**Extracted material**
──────────────────────────────

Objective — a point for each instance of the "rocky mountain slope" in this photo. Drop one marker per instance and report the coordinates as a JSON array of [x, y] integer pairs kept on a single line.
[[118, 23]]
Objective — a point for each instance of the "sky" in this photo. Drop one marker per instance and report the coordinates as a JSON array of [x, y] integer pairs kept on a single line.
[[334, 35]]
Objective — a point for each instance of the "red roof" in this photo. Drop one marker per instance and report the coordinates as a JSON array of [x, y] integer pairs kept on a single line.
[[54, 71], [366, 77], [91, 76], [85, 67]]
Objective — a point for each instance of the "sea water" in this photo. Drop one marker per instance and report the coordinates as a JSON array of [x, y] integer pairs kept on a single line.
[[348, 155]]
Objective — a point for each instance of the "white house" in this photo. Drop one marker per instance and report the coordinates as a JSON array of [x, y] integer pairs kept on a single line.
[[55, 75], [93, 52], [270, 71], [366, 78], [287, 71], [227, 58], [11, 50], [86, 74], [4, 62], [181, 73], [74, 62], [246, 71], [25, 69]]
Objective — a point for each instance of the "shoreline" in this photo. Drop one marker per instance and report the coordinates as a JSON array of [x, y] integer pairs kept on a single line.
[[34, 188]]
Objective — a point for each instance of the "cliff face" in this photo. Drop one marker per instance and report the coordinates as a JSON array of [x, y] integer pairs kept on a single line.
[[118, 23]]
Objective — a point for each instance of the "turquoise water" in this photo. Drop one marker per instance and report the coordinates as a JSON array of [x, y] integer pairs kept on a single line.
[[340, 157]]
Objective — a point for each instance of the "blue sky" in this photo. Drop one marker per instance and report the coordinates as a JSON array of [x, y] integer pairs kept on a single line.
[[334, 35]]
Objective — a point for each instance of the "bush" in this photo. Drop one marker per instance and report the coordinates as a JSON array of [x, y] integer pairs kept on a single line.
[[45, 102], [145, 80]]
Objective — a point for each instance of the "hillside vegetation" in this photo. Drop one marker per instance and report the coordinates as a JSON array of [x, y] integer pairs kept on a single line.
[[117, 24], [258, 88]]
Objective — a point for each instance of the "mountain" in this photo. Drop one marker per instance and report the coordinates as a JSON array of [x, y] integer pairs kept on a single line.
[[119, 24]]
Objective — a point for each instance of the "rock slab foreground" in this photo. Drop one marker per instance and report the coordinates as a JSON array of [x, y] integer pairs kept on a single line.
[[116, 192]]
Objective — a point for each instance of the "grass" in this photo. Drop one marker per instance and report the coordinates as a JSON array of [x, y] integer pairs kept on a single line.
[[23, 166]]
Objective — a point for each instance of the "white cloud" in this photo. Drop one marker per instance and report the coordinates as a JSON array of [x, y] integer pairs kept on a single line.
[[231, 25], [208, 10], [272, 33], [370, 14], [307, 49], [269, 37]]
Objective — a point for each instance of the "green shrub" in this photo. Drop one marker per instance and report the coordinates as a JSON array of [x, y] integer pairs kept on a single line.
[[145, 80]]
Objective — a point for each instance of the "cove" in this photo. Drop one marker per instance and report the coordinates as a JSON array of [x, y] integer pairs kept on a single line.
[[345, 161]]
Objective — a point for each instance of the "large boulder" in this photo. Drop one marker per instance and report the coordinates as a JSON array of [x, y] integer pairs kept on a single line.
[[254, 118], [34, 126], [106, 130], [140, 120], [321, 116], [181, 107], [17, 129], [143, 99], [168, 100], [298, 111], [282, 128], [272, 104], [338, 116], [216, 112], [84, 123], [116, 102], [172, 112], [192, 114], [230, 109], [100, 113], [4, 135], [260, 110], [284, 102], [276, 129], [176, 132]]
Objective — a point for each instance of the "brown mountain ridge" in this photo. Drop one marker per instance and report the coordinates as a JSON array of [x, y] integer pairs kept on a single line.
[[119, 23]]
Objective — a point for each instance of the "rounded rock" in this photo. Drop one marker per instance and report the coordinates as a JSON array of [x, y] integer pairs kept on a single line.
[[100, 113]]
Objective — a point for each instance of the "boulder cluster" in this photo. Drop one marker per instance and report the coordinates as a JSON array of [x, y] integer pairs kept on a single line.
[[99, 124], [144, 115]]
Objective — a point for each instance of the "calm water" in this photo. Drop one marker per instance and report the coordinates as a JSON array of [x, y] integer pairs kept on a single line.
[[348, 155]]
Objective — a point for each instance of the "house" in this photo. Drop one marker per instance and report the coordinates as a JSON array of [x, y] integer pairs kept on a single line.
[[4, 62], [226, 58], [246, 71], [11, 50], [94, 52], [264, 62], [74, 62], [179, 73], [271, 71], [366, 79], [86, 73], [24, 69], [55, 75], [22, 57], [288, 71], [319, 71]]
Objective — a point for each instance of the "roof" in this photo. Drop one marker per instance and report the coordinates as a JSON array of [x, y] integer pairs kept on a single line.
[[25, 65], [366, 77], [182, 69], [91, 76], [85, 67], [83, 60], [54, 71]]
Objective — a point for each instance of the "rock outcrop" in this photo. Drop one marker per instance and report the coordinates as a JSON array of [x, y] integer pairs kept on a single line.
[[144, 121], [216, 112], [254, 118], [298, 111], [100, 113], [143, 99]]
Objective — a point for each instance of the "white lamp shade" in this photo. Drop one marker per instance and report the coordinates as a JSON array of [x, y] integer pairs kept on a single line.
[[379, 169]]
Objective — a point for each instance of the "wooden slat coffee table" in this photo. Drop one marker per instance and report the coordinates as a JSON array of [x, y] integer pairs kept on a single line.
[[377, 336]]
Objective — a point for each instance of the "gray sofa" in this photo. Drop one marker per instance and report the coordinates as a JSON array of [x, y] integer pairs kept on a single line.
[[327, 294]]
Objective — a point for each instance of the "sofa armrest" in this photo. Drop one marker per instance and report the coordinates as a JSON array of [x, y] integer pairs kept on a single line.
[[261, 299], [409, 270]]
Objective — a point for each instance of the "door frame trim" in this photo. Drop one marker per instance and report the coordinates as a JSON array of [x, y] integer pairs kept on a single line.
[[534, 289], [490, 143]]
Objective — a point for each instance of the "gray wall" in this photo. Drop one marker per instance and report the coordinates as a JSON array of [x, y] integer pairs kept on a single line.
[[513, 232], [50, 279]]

──────────────────────────────

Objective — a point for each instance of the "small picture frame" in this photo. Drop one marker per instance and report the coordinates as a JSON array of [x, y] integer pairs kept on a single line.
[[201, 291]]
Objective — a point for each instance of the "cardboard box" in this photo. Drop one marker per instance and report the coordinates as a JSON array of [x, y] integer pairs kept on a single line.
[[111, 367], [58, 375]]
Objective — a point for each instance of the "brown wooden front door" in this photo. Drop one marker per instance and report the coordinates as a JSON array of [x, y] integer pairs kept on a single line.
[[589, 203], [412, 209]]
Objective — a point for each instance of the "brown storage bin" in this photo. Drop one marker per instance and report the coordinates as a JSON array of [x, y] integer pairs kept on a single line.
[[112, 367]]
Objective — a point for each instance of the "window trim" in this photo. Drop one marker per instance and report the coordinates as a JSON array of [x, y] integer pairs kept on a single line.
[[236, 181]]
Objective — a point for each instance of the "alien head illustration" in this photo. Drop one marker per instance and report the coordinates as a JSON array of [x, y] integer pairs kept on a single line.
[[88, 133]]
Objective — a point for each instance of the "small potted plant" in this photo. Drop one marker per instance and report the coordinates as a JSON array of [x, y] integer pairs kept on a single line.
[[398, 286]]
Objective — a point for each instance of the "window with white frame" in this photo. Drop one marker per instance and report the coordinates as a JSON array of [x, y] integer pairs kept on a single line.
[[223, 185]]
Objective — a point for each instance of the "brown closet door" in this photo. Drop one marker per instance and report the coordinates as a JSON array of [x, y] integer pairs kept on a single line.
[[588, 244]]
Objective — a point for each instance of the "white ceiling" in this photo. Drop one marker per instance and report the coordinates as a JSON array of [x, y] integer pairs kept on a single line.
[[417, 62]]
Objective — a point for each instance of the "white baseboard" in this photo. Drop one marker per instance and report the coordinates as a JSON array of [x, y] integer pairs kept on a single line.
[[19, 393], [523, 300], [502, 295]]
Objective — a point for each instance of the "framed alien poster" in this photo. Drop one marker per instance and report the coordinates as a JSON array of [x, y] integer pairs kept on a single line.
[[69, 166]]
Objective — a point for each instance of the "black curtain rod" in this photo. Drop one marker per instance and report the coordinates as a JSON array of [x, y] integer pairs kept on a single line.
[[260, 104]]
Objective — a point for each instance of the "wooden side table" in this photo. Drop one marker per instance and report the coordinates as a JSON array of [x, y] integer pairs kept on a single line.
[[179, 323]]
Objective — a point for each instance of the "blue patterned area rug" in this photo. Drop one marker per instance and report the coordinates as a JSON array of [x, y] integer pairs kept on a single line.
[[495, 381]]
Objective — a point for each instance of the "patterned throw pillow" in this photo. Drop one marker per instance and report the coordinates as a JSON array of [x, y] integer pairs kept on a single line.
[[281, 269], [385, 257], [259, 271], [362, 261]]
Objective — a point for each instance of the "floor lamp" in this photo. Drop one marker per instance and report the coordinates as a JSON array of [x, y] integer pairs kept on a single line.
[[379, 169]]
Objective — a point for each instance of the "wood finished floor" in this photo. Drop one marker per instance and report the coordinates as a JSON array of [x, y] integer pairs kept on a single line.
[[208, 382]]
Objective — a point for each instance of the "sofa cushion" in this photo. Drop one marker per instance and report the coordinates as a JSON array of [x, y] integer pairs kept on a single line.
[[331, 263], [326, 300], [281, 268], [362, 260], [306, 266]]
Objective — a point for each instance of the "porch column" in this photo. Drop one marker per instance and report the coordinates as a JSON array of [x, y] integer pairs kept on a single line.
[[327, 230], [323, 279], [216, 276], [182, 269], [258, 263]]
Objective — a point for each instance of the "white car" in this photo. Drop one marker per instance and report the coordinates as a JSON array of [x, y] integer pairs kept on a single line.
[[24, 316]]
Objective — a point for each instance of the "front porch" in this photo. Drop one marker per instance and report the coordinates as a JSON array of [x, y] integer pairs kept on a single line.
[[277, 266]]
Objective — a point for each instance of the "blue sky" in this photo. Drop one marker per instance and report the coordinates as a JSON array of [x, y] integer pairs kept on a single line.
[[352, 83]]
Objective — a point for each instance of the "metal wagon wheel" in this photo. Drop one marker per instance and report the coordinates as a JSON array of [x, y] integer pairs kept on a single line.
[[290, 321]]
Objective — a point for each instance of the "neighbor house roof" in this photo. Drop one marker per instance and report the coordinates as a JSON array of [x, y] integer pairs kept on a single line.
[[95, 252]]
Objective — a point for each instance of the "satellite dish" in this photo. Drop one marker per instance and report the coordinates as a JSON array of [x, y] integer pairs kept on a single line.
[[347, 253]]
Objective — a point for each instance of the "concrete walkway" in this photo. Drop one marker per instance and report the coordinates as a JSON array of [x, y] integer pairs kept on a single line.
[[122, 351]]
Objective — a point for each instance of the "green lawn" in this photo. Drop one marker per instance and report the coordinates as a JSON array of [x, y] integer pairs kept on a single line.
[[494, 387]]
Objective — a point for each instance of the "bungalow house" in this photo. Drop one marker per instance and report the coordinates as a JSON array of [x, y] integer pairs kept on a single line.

──────────────────────────────

**Exercise instructions**
Count the lines in the two blocks above that contain the word "lamp", and give only that number.

**Solution for this task**
2